• **Problem**: Below this line is a set of entries; quote exactly the lines from the line that contains "Point out bulletin" to the line that contains "Point out green", both lines included.

• **Entries provided**:
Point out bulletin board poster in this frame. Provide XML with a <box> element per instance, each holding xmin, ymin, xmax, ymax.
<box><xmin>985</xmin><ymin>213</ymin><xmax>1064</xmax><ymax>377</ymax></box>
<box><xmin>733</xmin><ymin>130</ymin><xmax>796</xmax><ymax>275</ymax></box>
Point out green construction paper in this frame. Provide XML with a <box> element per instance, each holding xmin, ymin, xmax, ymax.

* * *

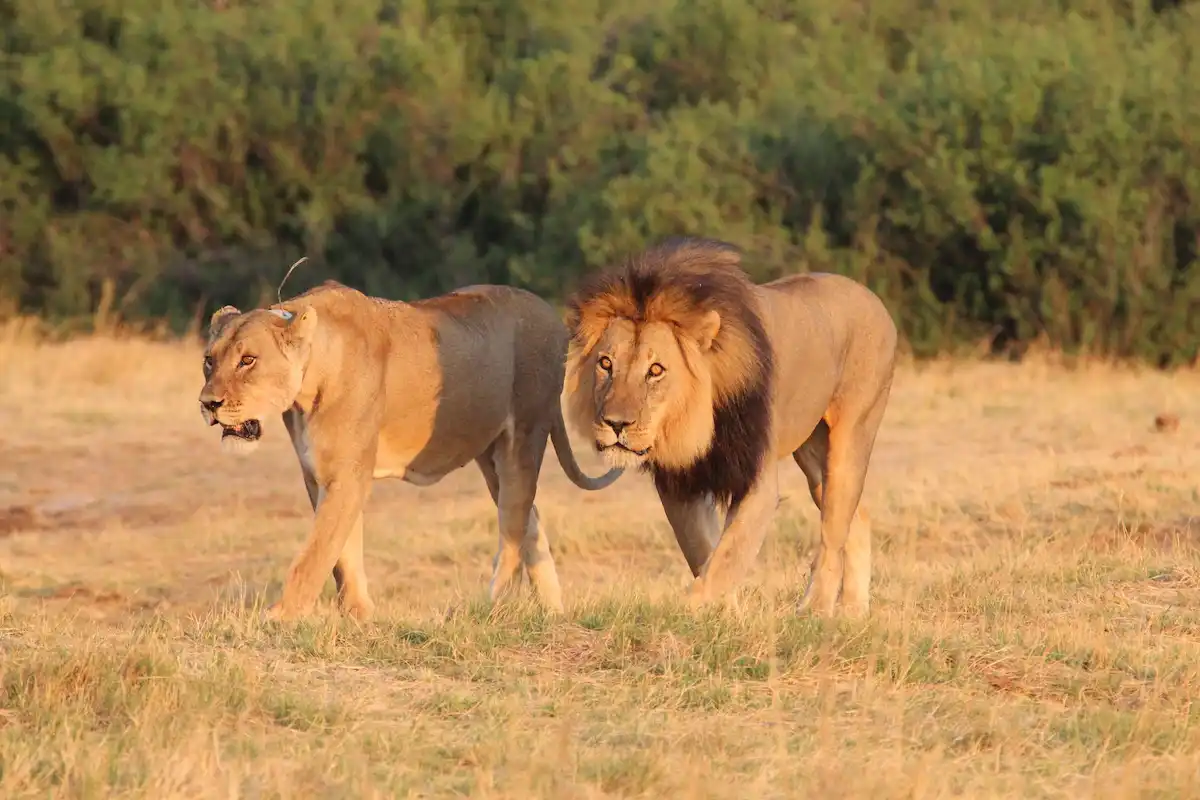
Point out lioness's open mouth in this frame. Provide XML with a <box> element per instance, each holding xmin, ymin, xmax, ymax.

• **Task result**:
Point out bulletin board poster in this frame. Provide XML with a <box> element per instance, each holding xmin, ymin, xmax, ymax.
<box><xmin>985</xmin><ymin>213</ymin><xmax>1064</xmax><ymax>377</ymax></box>
<box><xmin>733</xmin><ymin>130</ymin><xmax>796</xmax><ymax>275</ymax></box>
Point out green construction paper in this frame. Provide XML with a <box> element per instance, each holding xmin, ymin, xmax, ymax.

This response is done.